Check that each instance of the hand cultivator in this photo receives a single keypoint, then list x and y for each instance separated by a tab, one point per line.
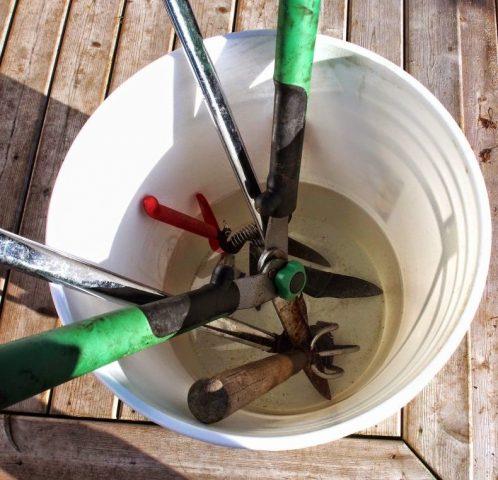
33	364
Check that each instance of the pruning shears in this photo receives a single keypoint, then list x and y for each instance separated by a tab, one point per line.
33	364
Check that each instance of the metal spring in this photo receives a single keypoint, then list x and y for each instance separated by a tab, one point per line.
249	233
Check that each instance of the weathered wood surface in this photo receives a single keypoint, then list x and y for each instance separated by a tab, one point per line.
477	21
431	426
59	58
80	84
45	448
25	79
377	25
7	9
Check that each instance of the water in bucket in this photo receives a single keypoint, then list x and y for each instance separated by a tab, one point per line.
345	234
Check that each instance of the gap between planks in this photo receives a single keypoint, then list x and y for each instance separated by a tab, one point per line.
38	446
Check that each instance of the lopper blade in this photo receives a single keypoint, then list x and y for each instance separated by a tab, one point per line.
320	284
302	251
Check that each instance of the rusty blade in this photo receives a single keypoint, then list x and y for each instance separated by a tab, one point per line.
294	318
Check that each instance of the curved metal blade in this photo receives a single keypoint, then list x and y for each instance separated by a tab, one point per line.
322	284
302	251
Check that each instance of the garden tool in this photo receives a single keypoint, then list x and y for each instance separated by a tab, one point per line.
33	364
187	29
296	34
213	399
319	283
43	262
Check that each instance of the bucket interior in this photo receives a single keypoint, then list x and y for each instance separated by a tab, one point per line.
372	139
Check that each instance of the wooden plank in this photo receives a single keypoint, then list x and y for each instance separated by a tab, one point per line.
25	78
436	423
377	25
7	9
333	18
256	14
390	427
78	87
146	34
480	103
39	448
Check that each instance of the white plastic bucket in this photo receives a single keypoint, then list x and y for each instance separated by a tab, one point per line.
373	134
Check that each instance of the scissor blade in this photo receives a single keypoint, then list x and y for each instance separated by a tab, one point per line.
302	251
320	284
294	318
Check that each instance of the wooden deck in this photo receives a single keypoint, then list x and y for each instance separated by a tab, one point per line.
58	61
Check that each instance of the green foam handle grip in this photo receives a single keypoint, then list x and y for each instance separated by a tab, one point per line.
33	364
296	36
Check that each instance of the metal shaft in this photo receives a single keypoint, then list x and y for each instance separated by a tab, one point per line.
188	32
48	264
43	262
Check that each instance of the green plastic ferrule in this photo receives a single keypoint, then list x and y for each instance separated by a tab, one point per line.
290	280
296	35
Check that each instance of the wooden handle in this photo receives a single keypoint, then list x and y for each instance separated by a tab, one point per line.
212	399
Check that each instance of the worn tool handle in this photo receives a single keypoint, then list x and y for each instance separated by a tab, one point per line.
296	35
33	364
213	399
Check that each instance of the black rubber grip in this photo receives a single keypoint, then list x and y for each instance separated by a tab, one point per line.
289	114
189	310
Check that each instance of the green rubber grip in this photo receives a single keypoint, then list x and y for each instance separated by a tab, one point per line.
296	36
33	364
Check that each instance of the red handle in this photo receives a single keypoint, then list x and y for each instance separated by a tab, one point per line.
178	219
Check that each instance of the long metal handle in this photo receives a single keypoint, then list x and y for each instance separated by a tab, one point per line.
49	264
43	262
33	364
188	32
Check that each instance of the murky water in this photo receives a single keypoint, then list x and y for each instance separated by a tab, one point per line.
354	245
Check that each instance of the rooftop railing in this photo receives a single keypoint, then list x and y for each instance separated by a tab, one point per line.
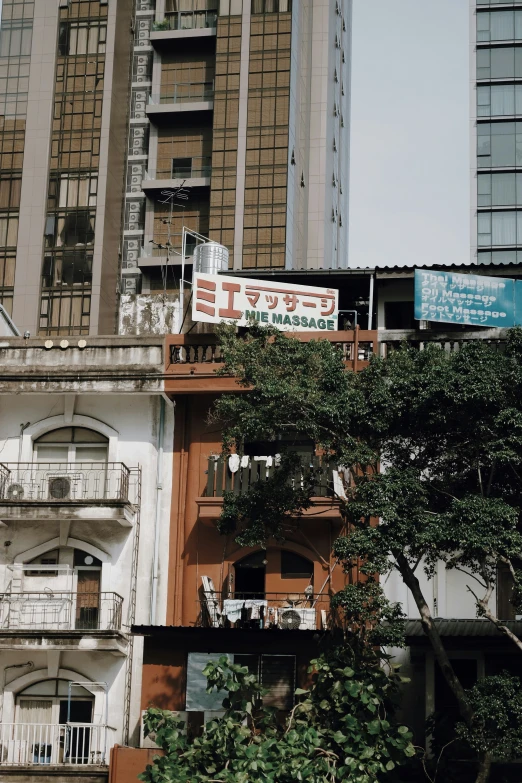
187	20
45	744
286	611
60	611
354	346
63	482
223	476
451	342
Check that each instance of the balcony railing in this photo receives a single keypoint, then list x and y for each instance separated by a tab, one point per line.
187	20
221	478
450	341
203	349
60	611
40	744
286	611
201	167
184	92
63	482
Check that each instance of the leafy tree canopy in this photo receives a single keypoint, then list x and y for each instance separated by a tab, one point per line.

::::::

Stated task
Copy every one of the records above verbatim, line for line, leaving out the pictures.

Correct response
Check that each instance of the hand cultivator in this photo receives a single keypoint, then list x and y for each instance separated by a tab, one point per line.
33	364
Check that each instance of the pruning shears in this photo receives a single keypoint, then list x and y for each instance separated by a tab, one point per line.
33	364
Check that each instance of the metal spring in this photo receives a single keypoint, then list x and y for each instance separated by a tab, one point per line.
249	233
Check that each instance of the weathered wood surface in this photo receives a single keypoint, then list x and y for each instance separated by a tab, one point per line.
477	21
431	426
59	58
80	84
45	448
25	79
377	25
7	9
Check that each instance of the water in bucket in this photo receives a single keypoint, then list x and y for each instance separated by a tab, one point per line.
345	234
Check that each instance of the gap between planks in this photo receives a single keypoint, then list x and y for each instance separated by a tab, one point per line.
38	446
Check that each instance of the lopper blade in this photo receives a single keypoint, then list x and y for each instance separated by a tab, one point per line.
320	284
302	251
Check that each instance of the rusty blade in this photo receives a single keypoint, then list x and y for each instance separated by a tab, one point per line.
294	318
Check that each instance of the curved metal blade in this photo receives a single keypoint, then list x and y for each instance separated by a tab, one point per line.
322	284
302	251
Check that each instance of the garden tool in this photo receives a single keypoint, then list x and y for each instance separated by a tab, one point per line.
33	364
187	29
296	34
213	399
319	283
43	262
Check that each instance of the bucket interior in this photo receives a single keypoint, then list x and y for each instance separated by a tab, one point per line.
372	139
Check that each instance of the wooden plank in this photo receives a single keypoint, then list x and y for each instance separated by a tab, one point per line.
25	78
436	423
377	25
7	9
333	18
256	14
390	427
78	87
146	34
480	103
39	448
Check that each instance of the white plastic bucket in this photo receives a single keypoint, then list x and y for each instance separated by a tab, one point per line.
373	134
Check that each instance of the scissor blade in this photo receives a single keypoint, then list x and y for each instance separated by a tab, one point per line.
302	251
320	284
294	318
Check that each instance of the wooden deck in this photo receives a single keypoint, then list x and y for each instance separated by a tab, one point per line.
58	61
Check that each instance of the green foam handle grip in this photo receives a single keypoint, then list x and y for each instance separated by a tab, one point per line.
33	364
296	36
Check that each instance of the metal shaft in this photo receives a single keypoint, then list x and y for each instance separated by a tab, one point per line.
188	32
48	264
43	262
Check that each instance of the green plastic ferrule in this photo receives a single keypoint, then list x and y for each instance separated by a tab, one point per line.
290	280
296	35
Check that each instance of the wooden handle in this photo receives a single keypoint, then list x and y for each instance separated by a tab, one point per line.
212	399
Check that each instance of the worn tool handle in this photo receives a single keypoint, then list x and y for each instance separated by a tab, one point per line.
296	35
33	364
213	399
Check that each instance of the black rubber grip in this photo receives a single keypoint, then list x and y for each instance separated by a tab, one point per line.
289	114
189	310
Check that each instance of the green rubber grip in this photo receives a single keypoint, then list x and y for each instance separated by a tab, one point per line.
296	36
33	364
Check that each instance of the red handle in this photo receives a single keypoint, then list x and y for each instance separated by a tab, one point per line.
178	219
Check that each instance of the long metal handle in this photo receives a single keypoint, then list x and y for each instance separated by a tab, one point per line.
49	264
43	262
33	364
188	32
Check that each instance of the murky water in this photo receives a single keypoint, then list x and y for each instance separated by a tab, one point per line.
354	245
Check that each instance of the rooftop railing in this photo receives a single keypoint, then list x and y for each instance separated by a tab, one point per line.
187	20
45	744
286	611
60	611
354	346
63	482
223	476
451	342
Check that each instance of the balcony railing in this photo receives a single keypoint, then list x and y for each instance separated by a tab, one point per line.
187	20
221	478
450	341
203	349
60	611
40	744
286	611
201	167
184	92
63	482
Check that each instance of the leafy tree canopy in this photo receives a single keypoint, then list x and y for each instance separated by a tab, one point per line.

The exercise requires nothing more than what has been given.